===== AVAILABLE RECORDS

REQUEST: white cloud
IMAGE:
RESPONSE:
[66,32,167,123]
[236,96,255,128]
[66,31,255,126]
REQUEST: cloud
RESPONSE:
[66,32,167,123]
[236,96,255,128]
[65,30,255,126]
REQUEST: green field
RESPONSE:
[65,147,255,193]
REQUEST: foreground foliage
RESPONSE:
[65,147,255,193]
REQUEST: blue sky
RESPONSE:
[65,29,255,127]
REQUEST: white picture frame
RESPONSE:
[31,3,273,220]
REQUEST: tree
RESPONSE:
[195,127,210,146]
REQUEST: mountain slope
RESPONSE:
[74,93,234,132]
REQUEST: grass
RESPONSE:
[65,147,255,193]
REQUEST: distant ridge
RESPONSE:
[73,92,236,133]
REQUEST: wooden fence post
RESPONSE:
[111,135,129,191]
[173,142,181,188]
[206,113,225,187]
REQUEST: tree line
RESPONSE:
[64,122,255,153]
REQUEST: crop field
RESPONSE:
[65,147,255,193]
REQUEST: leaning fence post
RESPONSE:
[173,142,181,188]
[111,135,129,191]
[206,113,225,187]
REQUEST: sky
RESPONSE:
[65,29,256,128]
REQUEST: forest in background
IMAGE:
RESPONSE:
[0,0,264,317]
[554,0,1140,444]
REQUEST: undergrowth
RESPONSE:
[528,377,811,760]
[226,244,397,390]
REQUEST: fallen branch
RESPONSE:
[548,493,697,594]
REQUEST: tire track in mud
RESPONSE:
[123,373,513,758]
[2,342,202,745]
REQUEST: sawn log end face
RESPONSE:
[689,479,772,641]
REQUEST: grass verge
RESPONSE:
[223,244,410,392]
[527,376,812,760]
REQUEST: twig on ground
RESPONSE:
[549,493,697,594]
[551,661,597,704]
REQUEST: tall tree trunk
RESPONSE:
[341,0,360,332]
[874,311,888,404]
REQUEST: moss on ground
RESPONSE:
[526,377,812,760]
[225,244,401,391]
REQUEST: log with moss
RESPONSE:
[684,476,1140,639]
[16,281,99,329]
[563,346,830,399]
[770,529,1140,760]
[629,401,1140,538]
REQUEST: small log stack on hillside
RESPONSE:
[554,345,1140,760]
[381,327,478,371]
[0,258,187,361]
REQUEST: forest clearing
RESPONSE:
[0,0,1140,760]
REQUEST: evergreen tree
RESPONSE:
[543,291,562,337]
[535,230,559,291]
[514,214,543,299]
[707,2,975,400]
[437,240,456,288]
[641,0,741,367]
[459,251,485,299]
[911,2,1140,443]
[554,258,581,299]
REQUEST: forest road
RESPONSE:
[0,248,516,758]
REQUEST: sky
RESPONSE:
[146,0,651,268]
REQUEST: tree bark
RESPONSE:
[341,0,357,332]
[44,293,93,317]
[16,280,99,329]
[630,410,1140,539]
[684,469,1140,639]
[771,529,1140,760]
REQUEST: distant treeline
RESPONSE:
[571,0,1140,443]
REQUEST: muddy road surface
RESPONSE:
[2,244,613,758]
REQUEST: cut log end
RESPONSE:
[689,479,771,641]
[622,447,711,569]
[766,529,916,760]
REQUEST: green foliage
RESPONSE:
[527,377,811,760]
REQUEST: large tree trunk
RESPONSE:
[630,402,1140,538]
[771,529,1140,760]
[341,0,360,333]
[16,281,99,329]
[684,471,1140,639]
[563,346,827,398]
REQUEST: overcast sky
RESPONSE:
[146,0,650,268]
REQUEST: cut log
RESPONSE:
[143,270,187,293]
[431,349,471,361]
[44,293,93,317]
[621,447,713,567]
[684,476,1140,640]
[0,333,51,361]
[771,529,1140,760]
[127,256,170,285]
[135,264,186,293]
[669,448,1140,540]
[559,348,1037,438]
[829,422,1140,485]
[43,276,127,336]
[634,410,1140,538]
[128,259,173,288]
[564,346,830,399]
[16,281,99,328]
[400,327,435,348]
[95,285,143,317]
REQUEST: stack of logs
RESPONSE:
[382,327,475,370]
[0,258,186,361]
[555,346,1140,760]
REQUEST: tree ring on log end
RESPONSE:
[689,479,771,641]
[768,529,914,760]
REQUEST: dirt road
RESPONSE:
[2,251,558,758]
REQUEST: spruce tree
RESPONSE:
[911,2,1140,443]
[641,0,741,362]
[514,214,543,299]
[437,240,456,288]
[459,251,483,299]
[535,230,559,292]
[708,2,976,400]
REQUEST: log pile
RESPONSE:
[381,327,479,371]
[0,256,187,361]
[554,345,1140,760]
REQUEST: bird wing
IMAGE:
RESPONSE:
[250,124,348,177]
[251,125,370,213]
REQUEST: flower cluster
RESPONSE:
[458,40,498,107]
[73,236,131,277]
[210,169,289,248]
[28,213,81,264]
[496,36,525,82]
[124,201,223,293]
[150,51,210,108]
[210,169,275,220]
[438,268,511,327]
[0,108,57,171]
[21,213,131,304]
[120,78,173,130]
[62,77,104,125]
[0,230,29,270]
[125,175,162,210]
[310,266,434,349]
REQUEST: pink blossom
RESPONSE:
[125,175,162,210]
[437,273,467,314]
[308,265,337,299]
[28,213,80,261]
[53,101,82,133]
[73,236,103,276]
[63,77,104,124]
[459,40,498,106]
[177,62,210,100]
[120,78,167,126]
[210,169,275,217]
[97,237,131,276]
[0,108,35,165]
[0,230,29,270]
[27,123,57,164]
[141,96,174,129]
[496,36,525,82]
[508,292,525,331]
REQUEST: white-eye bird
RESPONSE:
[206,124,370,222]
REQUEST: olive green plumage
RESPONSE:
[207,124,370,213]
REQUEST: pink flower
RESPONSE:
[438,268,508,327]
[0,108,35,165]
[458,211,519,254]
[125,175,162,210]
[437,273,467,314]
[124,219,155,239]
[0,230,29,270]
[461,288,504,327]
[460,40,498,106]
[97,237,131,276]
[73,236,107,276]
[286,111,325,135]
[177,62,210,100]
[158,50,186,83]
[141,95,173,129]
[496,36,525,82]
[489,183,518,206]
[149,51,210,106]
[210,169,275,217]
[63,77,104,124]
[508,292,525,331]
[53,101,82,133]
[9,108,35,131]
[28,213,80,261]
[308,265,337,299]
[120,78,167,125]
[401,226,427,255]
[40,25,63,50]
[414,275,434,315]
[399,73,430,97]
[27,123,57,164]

==========

__INSTRUCTIONS FOR THE TASK__: Please show every line of the rows above that contains the string "forest", matching case exactly.

__CORRECT RESULT__:
REQUEST: forest in background
REQUEST: forest clearing
REQUEST: forest road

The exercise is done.